───── Teks Kutipan

Membongkar Taktik Intelijen dalam Operasi Militer di Papua

Kedua, Era Aneksasi. Sebelum menganeksasi Papua. Intelejen dari Indonesia, Belanda, Amerika, PBB dan Roma melakukan operasi intelejen dengan menggunakan metode klandesting dan metode hitam dalam rangka spionase dan mengakalisasi format Aneksasi 1962 dan PEPERA 1969 dalam dua perjanjian cacat hukum, moral, HAM, dan demokrasi, yakni Perjanjian New York (15 Agustus 1962) dan Perjanjian Roma (30 Septemer 1962).

Nama-nama seperti Soegoro Atmoprasodjo, G.S.S.J. Ratulangi, Peterojandi dan Dokter Gerungan adalah nama-nama klandestin yang diutus khusus negara untuk meloloskan PEPERA 1969. Mereka ini berhasil mendokrin Nicolais Jouew, Korinus Krey, Frans Kaisepo, Marten Indey, Sials Papare, Markus Kaisepo dan tokoh-tokoh nasionalis awal-awas Papua lainnya.

Selain klandestin dalam rangkan cipta kondisi dan situasi di Papua dilakukan juga beragam operasi militer yang takaruan guna menyerang psikologis massa rakyat Papua dengan dalil manipulasi suara. Tanggal 2 Januari 1962 Soekarno membentuk Komando Mandala yang bermarkas di Makasar di bawah pimpinan May. Jend. Soeharto. Nama selain Soeharto nama-nama seperti Eddih Wibowo, A.H. Nasution, Prabo Subianto, Wiranto, Murtopo dan lainnya tidak asing dalam sejarah operasi militer di Poso, Aceh, Ambon, Timor-Timur dan Papua.

Ketiga, Era Orde Lama (Seokarno-Hatta). Operasi militer masih terus berlanjut. Fenomena penculikkan, penahanan, penangkapan, pengejaran, pemerkosaan, pembunuhan, penembakan dan lainnya masih eksis terjadi di bumi Papua. TRIKORA, adalaha ultimatum bagi intelejen. Melalui TRIKORA Papua sudah berstatus darurat militer, seperti adagium klasik latin “Necessitas Ante Rationem Ets”, Papua menjadi kota tak bertuan, setiap nyawa dan darah yang tumbang di sana adalah halal demi trofi nasional interest (kedaulatan, integrasi NKRI).

Keempat, Era Orde Baru (Soeharto). Keadaan semakin menggila, tidak ada sama sekali ruang kebebasan berekspresi bagi Papua, jangankan di Papua yang memang wajar dilakukan, di luar Papua yang notabene aman-aman saja juga menjadi santapan tatapan ganas rezim otoriter Soeharto.

Kelima, Era Reformasi Demokrasi (Habibie dan Gus Dur). Angin sejuk mulai berhembus, orang bisa begerak dan berjuang menuntut hak penentuan nasip sendirinya. Era B.J. Habibie dan Gus Dur, ruang demokrasi dan HAM bagi Papua mulai terbuka. Operasi Intelejen tidak lagi terang-terang refpresif miteristik, operasinya mulai berubah menjadi Operasi Cerdas dan Lunak, tidak Keras, apalagi Kasar.

──────────
───── Butir Data

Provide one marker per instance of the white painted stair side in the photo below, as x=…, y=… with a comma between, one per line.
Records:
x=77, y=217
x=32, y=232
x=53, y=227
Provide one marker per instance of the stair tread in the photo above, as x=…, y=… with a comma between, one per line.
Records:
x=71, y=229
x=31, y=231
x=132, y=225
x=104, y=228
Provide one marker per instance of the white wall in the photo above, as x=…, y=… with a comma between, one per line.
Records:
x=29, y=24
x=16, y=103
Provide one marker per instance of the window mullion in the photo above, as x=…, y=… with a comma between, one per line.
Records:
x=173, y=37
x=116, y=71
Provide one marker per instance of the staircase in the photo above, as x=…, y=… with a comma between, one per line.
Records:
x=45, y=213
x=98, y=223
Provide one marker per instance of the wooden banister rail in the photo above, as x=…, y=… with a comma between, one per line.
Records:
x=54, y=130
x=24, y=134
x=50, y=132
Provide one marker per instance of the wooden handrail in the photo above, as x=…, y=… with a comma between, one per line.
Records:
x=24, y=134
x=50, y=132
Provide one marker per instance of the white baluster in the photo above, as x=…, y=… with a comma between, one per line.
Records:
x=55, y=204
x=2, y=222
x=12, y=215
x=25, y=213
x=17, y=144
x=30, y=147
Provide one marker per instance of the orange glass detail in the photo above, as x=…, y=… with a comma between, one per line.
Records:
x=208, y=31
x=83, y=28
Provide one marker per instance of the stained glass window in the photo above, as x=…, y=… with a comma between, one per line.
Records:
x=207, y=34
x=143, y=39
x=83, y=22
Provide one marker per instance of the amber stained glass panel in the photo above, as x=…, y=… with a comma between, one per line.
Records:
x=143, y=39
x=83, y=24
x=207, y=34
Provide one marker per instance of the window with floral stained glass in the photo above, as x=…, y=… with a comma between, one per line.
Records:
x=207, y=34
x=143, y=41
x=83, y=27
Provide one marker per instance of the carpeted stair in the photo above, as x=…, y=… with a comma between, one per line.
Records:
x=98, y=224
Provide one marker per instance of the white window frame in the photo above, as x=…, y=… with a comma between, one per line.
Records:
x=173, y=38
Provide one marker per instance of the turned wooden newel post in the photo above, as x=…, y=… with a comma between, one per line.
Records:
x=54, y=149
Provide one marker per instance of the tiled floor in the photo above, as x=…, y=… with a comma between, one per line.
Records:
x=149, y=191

──────────
───── Butir Data

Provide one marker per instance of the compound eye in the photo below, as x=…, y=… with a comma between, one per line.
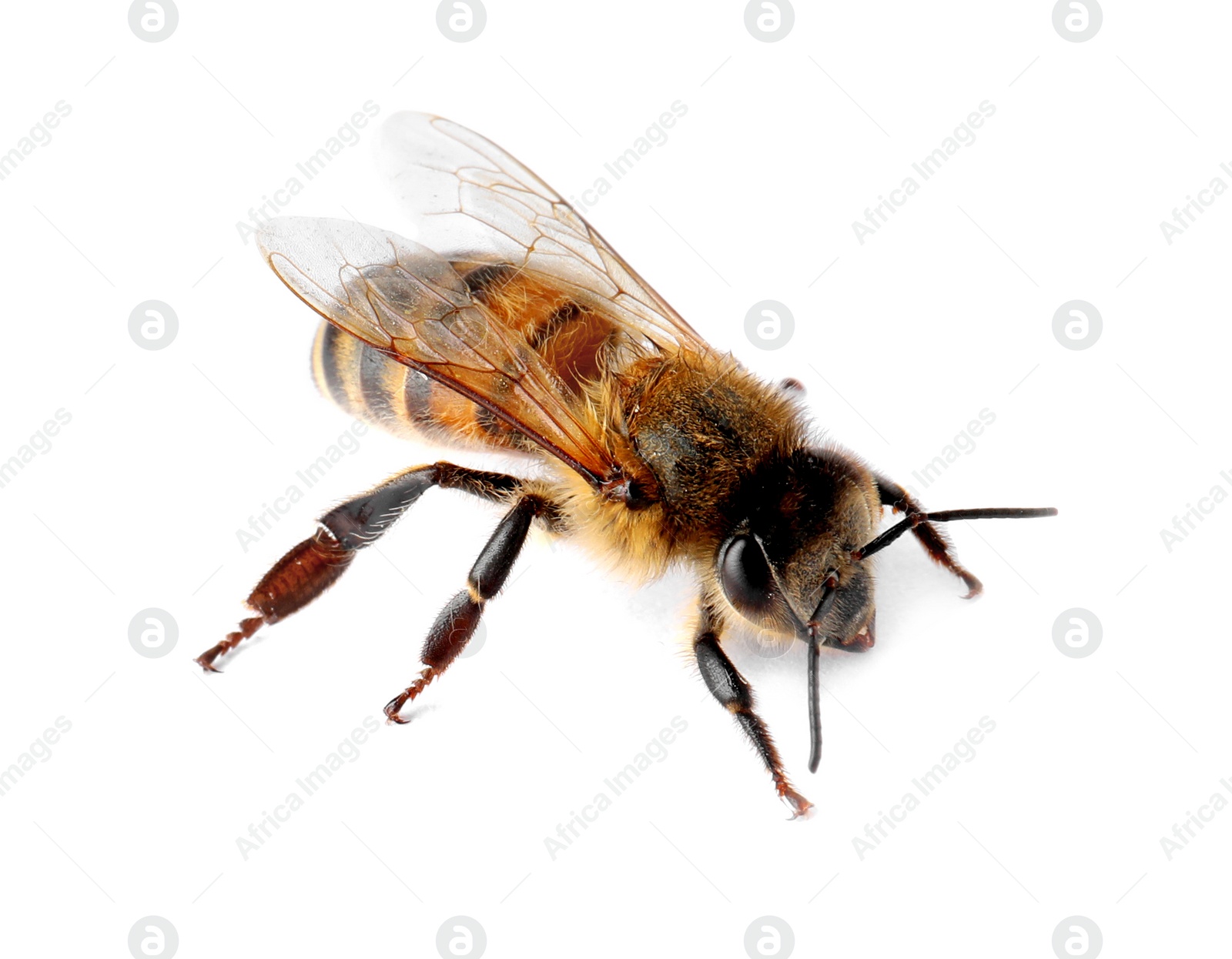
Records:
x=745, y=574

──────────

## Tugas:
Mohon berikan bagian teks tentang operasi intelijen di Papua dari "Kedua, Era Aneksasi." sampai "awal-awas Papua lainnya." tanpa mengubah satu kata pun. Butir-butir di atas tidak diperlukan.

## Jawaban Latihan:
Kedua, Era Aneksasi. Sebelum menganeksasi Papua. Intelejen dari Indonesia, Belanda, Amerika, PBB dan Roma melakukan operasi intelejen dengan menggunakan metode klandesting dan metode hitam dalam rangka spionase dan mengakalisasi format Aneksasi 1962 dan PEPERA 1969 dalam dua perjanjian cacat hukum, moral, HAM, dan demokrasi, yakni Perjanjian New York (15 Agustus 1962) dan Perjanjian Roma (30 Septemer 1962).

Nama-nama seperti Soegoro Atmoprasodjo, G.S.S.J. Ratulangi, Peterojandi dan Dokter Gerungan adalah nama-nama klandestin yang diutus khusus negara untuk meloloskan PEPERA 1969. Mereka ini berhasil mendokrin Nicolais Jouew, Korinus Krey, Frans Kaisepo, Marten Indey, Sials Papare, Markus Kaisepo dan tokoh-tokoh nasionalis awal-awas Papua lainnya.